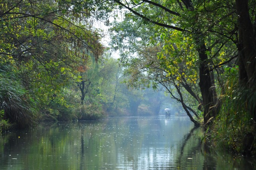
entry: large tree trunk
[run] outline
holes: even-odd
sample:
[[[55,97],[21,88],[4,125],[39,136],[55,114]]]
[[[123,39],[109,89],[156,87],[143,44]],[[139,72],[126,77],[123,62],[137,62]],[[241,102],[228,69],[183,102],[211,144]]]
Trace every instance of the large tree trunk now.
[[[206,54],[206,47],[200,32],[196,32],[198,47],[197,51],[200,59],[199,65],[199,87],[202,95],[204,107],[204,122],[205,124],[209,123],[212,117],[215,117],[216,113],[213,109],[215,105],[212,87],[212,79],[208,66],[208,56]]]
[[[250,18],[248,0],[236,0],[238,17],[238,65],[239,82],[254,88],[256,79],[256,40]]]
[[[241,87],[250,89],[253,93],[256,90],[256,33],[250,18],[248,2],[236,0],[238,18],[239,82]],[[255,108],[251,105],[248,107],[248,113],[256,121]]]

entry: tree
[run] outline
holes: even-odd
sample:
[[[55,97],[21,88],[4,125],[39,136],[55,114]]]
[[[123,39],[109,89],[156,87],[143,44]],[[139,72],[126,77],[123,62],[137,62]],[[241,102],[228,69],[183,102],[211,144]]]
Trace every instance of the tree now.
[[[230,46],[230,44],[236,42],[235,28],[232,26],[235,23],[235,20],[232,19],[235,17],[235,12],[232,7],[234,5],[233,2],[168,1],[164,3],[144,0],[130,3],[117,0],[113,1],[129,10],[131,13],[128,15],[132,13],[136,15],[133,17],[136,20],[140,18],[143,19],[142,21],[143,23],[150,23],[157,27],[166,28],[160,28],[159,31],[160,34],[166,40],[166,42],[172,40],[169,38],[170,35],[175,37],[175,34],[180,37],[172,40],[172,45],[180,42],[181,38],[185,39],[190,38],[189,41],[194,44],[193,48],[195,50],[193,52],[194,56],[192,58],[195,61],[195,65],[198,66],[198,85],[203,107],[204,123],[205,124],[208,123],[211,119],[216,117],[218,109],[215,108],[218,105],[215,99],[215,91],[212,87],[215,85],[213,85],[215,78],[214,74],[211,73],[213,71],[212,68],[215,70],[224,64],[222,63],[226,64],[236,56],[235,53],[229,57],[222,57],[222,63],[215,62],[218,61],[216,59],[219,57],[224,47],[226,46]],[[219,27],[219,25],[221,26]],[[221,27],[226,26],[225,29],[219,32]],[[171,49],[172,44],[166,43],[164,46],[168,50]],[[214,49],[217,50],[213,50]],[[166,52],[164,49],[163,51]],[[215,51],[215,53],[213,53]],[[163,54],[160,58],[164,62],[168,56],[163,53]],[[184,55],[179,56],[183,59],[181,61],[186,59]],[[170,65],[169,63],[167,62],[166,65]]]

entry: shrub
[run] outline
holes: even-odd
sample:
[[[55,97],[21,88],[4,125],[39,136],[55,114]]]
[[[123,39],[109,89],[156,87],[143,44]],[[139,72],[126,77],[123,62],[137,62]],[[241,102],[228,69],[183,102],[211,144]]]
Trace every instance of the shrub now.
[[[19,128],[37,124],[37,102],[21,83],[18,74],[9,65],[0,67],[0,109],[3,119]]]

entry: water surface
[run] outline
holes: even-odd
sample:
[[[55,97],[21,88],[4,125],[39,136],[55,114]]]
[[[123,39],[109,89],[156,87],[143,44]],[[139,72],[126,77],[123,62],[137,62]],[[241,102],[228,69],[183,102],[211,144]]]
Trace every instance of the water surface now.
[[[0,169],[253,169],[255,162],[208,153],[187,117],[44,122],[0,137]]]

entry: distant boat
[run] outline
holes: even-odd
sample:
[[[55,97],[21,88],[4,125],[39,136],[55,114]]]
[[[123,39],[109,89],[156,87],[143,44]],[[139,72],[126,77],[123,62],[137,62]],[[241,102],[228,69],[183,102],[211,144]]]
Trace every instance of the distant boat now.
[[[171,115],[171,109],[168,108],[165,109],[165,115],[168,116]]]

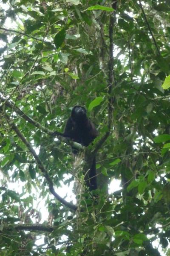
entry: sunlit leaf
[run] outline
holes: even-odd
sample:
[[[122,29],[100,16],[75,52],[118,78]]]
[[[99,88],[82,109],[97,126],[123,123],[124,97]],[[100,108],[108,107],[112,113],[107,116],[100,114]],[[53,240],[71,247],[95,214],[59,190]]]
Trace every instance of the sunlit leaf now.
[[[96,4],[88,7],[86,11],[93,11],[94,10],[102,10],[102,11],[106,11],[106,12],[113,12],[114,10],[111,7],[107,7]]]
[[[91,111],[92,109],[95,107],[100,105],[102,101],[103,100],[103,97],[97,97],[93,100],[88,106],[88,109],[89,111]]]

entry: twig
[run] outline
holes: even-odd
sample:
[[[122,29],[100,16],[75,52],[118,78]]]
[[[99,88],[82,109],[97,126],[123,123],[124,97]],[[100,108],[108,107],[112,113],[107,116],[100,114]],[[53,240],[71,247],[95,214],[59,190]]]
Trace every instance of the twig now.
[[[141,2],[141,0],[139,0],[139,2],[140,7],[140,8],[141,9],[142,11],[142,12],[143,15],[144,17],[144,19],[146,23],[147,24],[147,27],[148,28],[148,29],[149,29],[149,32],[150,32],[150,35],[151,35],[151,36],[152,37],[152,39],[153,39],[153,42],[154,42],[154,44],[155,45],[155,47],[156,47],[156,50],[157,50],[157,51],[158,52],[158,53],[159,54],[159,55],[161,55],[161,53],[160,52],[159,49],[158,48],[158,45],[157,45],[157,43],[156,42],[156,40],[155,40],[155,37],[154,37],[154,36],[153,35],[153,34],[152,31],[152,29],[151,29],[151,28],[150,27],[150,24],[149,24],[149,23],[148,22],[148,21],[147,21],[147,18],[146,15],[145,15],[145,13],[144,13],[144,9],[143,8],[142,5],[142,4]]]
[[[2,26],[0,26],[0,29],[2,29],[3,30],[5,30],[5,31],[8,31],[9,32],[13,32],[14,33],[17,33],[17,34],[19,34],[20,35],[26,35],[26,36],[28,36],[28,37],[30,37],[34,39],[36,39],[37,40],[38,40],[39,41],[41,41],[41,42],[42,42],[43,41],[42,39],[39,39],[35,36],[33,36],[33,35],[28,35],[27,34],[26,34],[25,33],[23,33],[23,32],[20,32],[19,31],[17,31],[16,30],[14,30],[13,29],[6,29]]]

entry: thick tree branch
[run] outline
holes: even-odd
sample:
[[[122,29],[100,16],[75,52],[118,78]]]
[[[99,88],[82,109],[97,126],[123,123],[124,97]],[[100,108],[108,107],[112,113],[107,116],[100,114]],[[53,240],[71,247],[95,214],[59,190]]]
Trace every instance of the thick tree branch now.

◇ ◇ ◇ ◇ ◇

▶ _Do this_
Starting at the line with "entry: distant boat" and ending at the line with "[[[171,115],[171,109],[168,108],[165,109],[165,115],[168,116]]]", write out every line again, scaling only the coordinates in the traced outline on that last line by 2.35 and rounding each to a whole number, halves up. Leave all other lines and numbers, the sample outlines included, unchanged.

▶ _Answer to the exercise_
entry: distant boat
[run] outline
holes: even-odd
sample:
[[[55,97],[21,88],[4,125],[39,136],[55,114]]]
[[[123,39],[109,89],[156,87],[143,44]],[[139,72],[126,77],[123,62],[137,62]],[[241,102],[228,69],[183,102],[211,144]]]
Trace every instance of the distant boat now.
[[[402,270],[402,256],[395,254],[388,256],[388,270],[395,273]]]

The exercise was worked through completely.